(PAGE EXCERPT)

- Opening Delimiter -

- Theatrical release poster
- Directed by: Praveen Kumar G
- Written by: Praveen Kumar G
- Starring: Harisharvaa; Deepika Aradhya; Dharmanna Kadur; Krithi Bhat;
- Cinematography: Praveen S.
- Edited by: Manu Shedgar
- Music by: Kiran Ravindranath
- Release date: 25 April 2025;
- Running time: 144 minutes
- Country: India
- Language: Kannada

= Amara Premi Arun =

2025 Indian Kannada film

Amara Premi Arun is a 2025 Indian Kannada-language romantic drama film written and directed by Praveen Kumar G. It stars Harisharvaa and Deepika Aradhya in lead roles, with Dharmanna Kadur and Krithi Bhat in supporting roles. The film was released theatrically on 25 April 2025. It is noted for incorporating the local dialect of Ballari.

== Plot ==
Arun is a medical representative from Ballari who faces pressure from his family to marry, but he remains attached to his childhood friend Kavya. Assisted by his friend Seena, he sets out to find her, revisiting old haunts such as bus stops, post offices and schools. He learns that Kavya has been missing for several months, which forces him to confront whether love is about holding on to memories or letting go.

- Closing Delimiter -

Collection entries:
- Opening Delimiter -

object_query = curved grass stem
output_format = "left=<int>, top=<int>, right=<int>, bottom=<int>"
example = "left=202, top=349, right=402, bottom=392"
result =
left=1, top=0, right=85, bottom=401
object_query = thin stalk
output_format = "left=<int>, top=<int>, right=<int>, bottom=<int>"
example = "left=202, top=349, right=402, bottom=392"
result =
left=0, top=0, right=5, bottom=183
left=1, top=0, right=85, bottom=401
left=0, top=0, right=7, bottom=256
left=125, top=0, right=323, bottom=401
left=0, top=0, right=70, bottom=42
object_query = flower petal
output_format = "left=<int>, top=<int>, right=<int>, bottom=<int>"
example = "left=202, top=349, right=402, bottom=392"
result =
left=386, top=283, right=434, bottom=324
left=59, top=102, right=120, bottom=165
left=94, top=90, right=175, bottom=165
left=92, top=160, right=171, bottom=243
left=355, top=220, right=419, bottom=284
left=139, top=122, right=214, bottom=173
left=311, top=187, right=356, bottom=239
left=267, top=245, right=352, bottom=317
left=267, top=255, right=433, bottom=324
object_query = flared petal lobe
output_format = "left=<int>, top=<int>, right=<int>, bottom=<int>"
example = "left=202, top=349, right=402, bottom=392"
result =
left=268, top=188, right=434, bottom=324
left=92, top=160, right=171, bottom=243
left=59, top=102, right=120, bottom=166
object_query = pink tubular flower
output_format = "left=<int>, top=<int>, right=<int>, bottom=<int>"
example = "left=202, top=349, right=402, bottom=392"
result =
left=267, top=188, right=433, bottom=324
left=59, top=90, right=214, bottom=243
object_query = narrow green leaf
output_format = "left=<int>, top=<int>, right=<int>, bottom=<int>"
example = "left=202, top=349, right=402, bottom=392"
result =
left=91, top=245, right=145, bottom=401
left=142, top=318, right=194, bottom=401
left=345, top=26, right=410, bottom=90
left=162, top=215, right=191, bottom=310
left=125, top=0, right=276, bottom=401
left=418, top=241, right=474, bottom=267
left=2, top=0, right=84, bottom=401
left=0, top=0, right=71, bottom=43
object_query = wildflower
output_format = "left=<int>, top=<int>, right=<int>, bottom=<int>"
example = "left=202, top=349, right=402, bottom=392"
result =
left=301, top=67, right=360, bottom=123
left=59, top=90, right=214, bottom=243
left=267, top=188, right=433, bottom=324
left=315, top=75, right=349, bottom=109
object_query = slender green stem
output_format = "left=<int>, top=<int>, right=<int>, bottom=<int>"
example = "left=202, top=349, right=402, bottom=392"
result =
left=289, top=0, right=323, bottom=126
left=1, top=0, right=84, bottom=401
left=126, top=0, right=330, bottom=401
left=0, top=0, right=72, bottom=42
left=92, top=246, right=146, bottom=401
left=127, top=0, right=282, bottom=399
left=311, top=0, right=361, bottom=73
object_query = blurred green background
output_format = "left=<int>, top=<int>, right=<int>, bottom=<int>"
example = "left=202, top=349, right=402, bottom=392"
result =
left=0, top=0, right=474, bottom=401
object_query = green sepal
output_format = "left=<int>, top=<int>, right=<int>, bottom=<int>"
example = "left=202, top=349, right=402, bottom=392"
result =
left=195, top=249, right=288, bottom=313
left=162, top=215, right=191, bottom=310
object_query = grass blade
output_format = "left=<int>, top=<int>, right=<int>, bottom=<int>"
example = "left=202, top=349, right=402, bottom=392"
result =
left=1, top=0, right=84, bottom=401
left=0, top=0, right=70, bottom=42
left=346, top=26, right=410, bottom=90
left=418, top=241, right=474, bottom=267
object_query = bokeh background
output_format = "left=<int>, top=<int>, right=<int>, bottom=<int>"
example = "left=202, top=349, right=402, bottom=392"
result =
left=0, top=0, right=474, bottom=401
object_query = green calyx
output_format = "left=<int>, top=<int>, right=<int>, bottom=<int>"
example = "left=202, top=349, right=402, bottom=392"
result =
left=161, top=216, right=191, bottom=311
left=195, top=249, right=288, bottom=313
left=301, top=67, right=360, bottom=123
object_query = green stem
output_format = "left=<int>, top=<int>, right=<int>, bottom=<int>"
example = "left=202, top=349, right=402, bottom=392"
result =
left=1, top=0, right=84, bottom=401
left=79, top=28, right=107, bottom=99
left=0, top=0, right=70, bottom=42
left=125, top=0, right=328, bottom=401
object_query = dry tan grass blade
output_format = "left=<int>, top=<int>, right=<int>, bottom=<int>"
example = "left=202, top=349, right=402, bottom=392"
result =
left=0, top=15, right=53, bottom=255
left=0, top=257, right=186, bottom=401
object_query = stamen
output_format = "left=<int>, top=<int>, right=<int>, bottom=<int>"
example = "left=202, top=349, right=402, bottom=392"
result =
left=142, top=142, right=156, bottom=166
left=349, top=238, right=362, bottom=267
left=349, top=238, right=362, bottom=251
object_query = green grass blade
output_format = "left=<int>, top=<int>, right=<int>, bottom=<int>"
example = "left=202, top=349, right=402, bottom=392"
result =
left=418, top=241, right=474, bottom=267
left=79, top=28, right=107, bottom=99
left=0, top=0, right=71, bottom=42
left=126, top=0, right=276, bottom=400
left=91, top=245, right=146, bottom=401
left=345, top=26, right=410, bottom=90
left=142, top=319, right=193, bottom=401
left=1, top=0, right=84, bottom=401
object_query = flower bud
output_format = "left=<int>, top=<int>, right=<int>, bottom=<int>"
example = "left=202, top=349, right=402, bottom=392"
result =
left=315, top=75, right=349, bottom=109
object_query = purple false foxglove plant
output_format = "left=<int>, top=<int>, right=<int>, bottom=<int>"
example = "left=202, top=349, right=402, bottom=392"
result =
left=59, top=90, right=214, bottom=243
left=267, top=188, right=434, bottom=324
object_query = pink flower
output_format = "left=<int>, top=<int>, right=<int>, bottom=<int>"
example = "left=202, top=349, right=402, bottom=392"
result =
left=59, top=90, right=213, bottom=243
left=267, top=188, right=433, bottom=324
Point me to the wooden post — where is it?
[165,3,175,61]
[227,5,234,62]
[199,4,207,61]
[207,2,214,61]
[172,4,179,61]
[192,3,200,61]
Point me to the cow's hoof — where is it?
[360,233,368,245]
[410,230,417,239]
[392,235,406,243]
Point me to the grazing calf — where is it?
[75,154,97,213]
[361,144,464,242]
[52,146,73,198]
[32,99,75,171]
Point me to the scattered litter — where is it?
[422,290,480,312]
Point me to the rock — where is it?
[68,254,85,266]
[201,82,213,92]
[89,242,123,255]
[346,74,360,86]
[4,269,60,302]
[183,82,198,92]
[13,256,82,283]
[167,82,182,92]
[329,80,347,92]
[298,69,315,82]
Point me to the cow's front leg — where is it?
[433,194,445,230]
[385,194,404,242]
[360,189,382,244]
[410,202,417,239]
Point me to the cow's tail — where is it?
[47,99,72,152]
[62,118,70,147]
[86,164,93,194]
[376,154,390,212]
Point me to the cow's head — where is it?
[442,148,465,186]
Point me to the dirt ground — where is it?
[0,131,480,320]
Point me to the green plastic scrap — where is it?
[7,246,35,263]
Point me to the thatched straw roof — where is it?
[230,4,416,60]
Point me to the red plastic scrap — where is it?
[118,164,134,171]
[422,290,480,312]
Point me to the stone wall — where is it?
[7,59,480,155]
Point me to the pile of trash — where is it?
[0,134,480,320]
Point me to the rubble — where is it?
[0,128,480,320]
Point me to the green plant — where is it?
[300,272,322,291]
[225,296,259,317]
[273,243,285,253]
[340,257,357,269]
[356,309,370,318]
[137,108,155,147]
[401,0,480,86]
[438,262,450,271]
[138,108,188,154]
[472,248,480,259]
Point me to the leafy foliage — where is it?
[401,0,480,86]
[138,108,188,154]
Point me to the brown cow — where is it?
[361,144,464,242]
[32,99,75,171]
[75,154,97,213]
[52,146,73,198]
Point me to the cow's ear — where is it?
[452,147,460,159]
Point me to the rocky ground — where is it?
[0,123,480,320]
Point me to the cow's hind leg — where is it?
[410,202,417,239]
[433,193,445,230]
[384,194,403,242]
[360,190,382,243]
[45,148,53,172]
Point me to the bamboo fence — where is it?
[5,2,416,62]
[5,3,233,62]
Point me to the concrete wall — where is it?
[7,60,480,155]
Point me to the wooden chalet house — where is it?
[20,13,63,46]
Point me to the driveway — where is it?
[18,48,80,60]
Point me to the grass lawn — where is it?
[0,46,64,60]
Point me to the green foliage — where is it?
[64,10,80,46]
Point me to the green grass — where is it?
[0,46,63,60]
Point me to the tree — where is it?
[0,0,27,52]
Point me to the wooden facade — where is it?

- Closing Delimiter -

(WORK TASK) Continue the article on the film Amara Premi Arun, picking up right after the last sentence of its plot section.

(ANSWER SECTION)
== Cast ==
- Harisharvaa as Arun
- Deepika Aradhya as Kavya
- Dharmanna Kadur as Seena
- Krithi Bhat as Rashmi
- Mahesh Bung as Vinod
- Ranjitha Puttaswamy as Nirmala
- Archana Kottige in a special appearance

== Production ==
Amara Premi Arun marked the directorial debut of Praveen Kumar G. The film was shot in and around Ballari, with dialogues written in the regional dialect. Lyrics were penned by Yogaraj Bhat, Jayanth Kaikini, and Praveen Kumar.

== Release ==
The film was released in Karnataka on 25 April 2025. It received a U certificate and has a runtime of 144 minutes.

== Reception ==
=== Critical response ===
The Times of India gave the film a rating of 2.5/5, describing it as formulaic and slow-paced despite sincere moments.

The New Indian Express rated the film 3/5, calling it a "nostalgic love letter to old-school romance," praising its sincerity and setting while noting its familiar story arc.

Bangalore Mirror described it as "a close peek into Ballari life," commending its cultural specificity while noting its restrained narrative.